▶ _Task requirements_
Please explain what the "disease" shared by the writer and Deirdre Love means in the post about Teens With a Purpose, and why the post calls it rare.

▶ _Source passage_
★ ★ ★ ★

Wednesday, October 27, 2010

Teens With a Purpose… Makes Moves to Change the World

Teens With a Purpose… Makes Moves to Change the World

The name of the collective says it all…Teens With a Purpose… The Movement!

A name so undeniably powerful that when correctly deciphered becomes the definitive solution to the unanswerable question of, “How do we save our teenage populace?”

In my humblest opinion, I don’t believe there is any better way to save our youth than to empower them with the abilities and resources to save themselves… and this is what TWP sets out to accomplish.

I was extremely humbled and honored to be invited to speak again this year at the 2nd Annual Teens With A Purpose Silent Auction & Gala in Norfolk, Virginia with special guest of honor and board member Al Roker of NBC’s Today Show in support of such an important cause.

And just hours after arriving with very little sleep, the speech began to writ
e itself in my head as if it was always destined to be given this way… “I want you all to know that Deirdre Love and I caught the very same disease… at the very same time…”

I was speaking about my co-worker and good friend, Founder & Executive Director of TWP, who in 2008 had begun to share with me her truest mission in life. It just so happened to be at the same time I was running around as Co-founder of the “What Is Your Next Stop?” campaign with Actress April Lee Hernandez, while we tried to educate the youth about the importance of their next stop in life…

Our missions were identical – actively working towards empowering the youth to find their own self worth– and giving them the real world education necessary to understand that they had the power to become productive members of society no matter what conditions they were being raised in.

The disease Dee and I both caught – most likely in the water cooler at work – made us both allergic to money and financial stability. It made us care more about humanity, than currency, a very rare disease to say the least. And not a disease many would care to become infected with in the materialistic society we’ve all become so accustomed to.

★ ★ ★ ★

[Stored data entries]
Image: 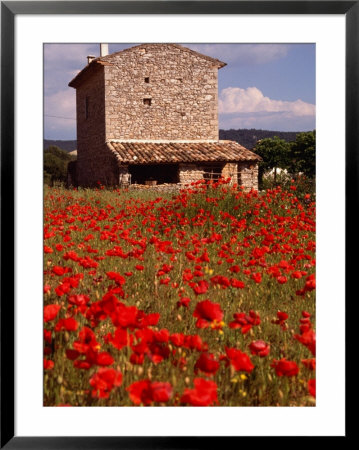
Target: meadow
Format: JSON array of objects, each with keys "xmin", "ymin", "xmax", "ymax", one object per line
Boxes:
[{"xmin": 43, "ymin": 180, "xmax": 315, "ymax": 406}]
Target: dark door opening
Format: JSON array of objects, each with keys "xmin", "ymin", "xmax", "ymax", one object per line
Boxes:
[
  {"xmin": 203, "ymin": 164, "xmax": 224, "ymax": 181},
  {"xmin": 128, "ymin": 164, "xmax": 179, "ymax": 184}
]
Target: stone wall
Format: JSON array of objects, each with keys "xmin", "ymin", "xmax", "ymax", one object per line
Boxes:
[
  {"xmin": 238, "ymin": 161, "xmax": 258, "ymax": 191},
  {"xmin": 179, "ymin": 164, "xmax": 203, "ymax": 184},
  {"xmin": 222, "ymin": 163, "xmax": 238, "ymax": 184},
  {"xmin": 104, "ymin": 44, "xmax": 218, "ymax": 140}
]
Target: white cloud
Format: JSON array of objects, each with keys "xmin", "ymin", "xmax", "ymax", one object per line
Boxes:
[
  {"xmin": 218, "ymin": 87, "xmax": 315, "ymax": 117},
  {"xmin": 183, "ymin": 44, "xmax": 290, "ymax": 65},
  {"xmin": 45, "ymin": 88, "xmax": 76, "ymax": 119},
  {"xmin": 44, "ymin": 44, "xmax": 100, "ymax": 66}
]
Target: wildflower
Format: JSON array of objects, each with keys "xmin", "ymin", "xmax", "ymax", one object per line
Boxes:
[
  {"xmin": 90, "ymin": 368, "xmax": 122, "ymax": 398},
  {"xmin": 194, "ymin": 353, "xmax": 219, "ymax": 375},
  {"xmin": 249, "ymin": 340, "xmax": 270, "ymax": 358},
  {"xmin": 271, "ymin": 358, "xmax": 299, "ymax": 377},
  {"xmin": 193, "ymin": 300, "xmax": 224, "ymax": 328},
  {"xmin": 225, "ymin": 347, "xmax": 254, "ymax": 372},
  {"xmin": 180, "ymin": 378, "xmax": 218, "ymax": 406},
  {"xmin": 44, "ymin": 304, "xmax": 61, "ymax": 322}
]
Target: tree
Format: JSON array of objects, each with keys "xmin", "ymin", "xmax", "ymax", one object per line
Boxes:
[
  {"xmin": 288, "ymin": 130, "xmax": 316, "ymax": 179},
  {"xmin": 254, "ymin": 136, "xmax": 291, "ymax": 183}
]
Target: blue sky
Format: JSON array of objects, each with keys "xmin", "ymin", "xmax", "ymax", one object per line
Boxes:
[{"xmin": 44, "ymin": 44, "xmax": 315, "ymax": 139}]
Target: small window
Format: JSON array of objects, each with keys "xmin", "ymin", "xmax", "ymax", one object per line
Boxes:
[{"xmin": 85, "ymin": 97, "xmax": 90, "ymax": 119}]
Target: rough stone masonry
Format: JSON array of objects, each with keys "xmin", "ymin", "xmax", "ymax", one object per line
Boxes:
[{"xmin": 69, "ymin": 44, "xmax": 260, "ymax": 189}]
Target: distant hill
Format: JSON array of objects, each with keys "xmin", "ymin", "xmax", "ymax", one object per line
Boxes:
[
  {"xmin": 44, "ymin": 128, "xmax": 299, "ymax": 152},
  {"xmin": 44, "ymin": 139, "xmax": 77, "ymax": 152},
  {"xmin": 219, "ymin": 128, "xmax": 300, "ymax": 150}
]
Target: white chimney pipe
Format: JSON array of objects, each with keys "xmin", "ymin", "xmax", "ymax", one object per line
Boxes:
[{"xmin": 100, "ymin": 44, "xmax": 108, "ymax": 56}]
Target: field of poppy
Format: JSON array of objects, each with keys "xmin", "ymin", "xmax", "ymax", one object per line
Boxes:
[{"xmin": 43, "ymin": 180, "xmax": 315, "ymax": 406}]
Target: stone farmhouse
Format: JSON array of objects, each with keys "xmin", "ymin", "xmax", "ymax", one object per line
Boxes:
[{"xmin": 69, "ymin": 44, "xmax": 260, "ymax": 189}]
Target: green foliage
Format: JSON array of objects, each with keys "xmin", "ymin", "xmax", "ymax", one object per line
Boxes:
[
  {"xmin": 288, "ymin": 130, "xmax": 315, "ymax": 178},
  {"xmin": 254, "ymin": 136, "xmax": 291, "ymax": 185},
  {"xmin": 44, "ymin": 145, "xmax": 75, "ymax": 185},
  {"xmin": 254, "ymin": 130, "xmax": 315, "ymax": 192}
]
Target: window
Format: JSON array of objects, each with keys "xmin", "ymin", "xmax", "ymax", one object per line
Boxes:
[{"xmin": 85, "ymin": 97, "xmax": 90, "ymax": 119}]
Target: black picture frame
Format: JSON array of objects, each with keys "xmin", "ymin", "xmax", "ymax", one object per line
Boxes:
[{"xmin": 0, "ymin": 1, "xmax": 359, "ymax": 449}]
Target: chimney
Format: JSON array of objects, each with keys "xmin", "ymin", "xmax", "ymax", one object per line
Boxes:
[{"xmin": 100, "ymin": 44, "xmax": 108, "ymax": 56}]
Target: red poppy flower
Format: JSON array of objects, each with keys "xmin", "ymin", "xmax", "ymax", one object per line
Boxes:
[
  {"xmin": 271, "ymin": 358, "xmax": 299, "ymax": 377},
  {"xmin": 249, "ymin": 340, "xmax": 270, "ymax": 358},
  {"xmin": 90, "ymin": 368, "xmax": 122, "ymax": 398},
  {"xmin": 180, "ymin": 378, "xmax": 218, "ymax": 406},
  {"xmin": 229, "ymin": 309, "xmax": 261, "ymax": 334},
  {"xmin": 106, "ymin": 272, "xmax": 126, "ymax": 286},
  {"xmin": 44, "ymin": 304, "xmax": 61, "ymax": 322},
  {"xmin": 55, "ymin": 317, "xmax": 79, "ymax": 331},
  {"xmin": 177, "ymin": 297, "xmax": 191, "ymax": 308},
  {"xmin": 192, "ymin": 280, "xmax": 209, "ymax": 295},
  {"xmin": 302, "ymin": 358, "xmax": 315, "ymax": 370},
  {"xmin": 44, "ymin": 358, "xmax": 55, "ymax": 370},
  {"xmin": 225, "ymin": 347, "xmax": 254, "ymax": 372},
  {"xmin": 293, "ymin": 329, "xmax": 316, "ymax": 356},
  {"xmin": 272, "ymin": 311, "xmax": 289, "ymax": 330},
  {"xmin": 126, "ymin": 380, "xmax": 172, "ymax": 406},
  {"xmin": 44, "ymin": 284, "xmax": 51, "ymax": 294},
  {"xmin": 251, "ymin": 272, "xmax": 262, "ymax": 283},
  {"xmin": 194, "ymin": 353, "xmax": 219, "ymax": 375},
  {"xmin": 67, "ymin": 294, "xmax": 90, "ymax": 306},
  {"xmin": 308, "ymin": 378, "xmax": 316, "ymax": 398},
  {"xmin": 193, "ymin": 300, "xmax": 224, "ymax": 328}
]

★ ★ ★ ★

▶ _Result_
The "disease" made both of them "allergic to money and financial stability" and led them to care more about humanity than currency. The post calls it rare because few people would want to catch it in "the materialistic society we've all become so accustomed to."